Goal of the exercise: Please return each entry that follows exactly as written, and keep the pictures out.

Data extract:
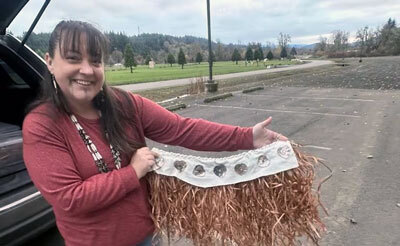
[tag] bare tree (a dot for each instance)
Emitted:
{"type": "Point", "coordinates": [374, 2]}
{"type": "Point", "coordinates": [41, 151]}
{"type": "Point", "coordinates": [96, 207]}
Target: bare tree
{"type": "Point", "coordinates": [340, 41]}
{"type": "Point", "coordinates": [283, 40]}
{"type": "Point", "coordinates": [366, 38]}
{"type": "Point", "coordinates": [323, 44]}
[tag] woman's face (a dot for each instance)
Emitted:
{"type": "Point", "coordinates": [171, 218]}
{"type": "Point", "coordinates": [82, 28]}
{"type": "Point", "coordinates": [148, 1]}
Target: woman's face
{"type": "Point", "coordinates": [79, 76]}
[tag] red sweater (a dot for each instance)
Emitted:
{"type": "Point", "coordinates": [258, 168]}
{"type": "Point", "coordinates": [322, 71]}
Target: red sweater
{"type": "Point", "coordinates": [109, 208]}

Result below:
[tag] bare tree (a dot for each instance)
Emitted:
{"type": "Point", "coordinates": [374, 2]}
{"type": "Point", "coordinates": [41, 151]}
{"type": "Point", "coordinates": [96, 207]}
Target: bare tree
{"type": "Point", "coordinates": [340, 41]}
{"type": "Point", "coordinates": [283, 40]}
{"type": "Point", "coordinates": [366, 38]}
{"type": "Point", "coordinates": [323, 44]}
[tag] woman's face (a dot for each instance)
Emitted:
{"type": "Point", "coordinates": [171, 218]}
{"type": "Point", "coordinates": [82, 28]}
{"type": "Point", "coordinates": [148, 1]}
Target: woman's face
{"type": "Point", "coordinates": [79, 76]}
[tag] red sweater (a dot for each instance)
Emitted:
{"type": "Point", "coordinates": [258, 168]}
{"type": "Point", "coordinates": [322, 71]}
Target: red sweater
{"type": "Point", "coordinates": [109, 208]}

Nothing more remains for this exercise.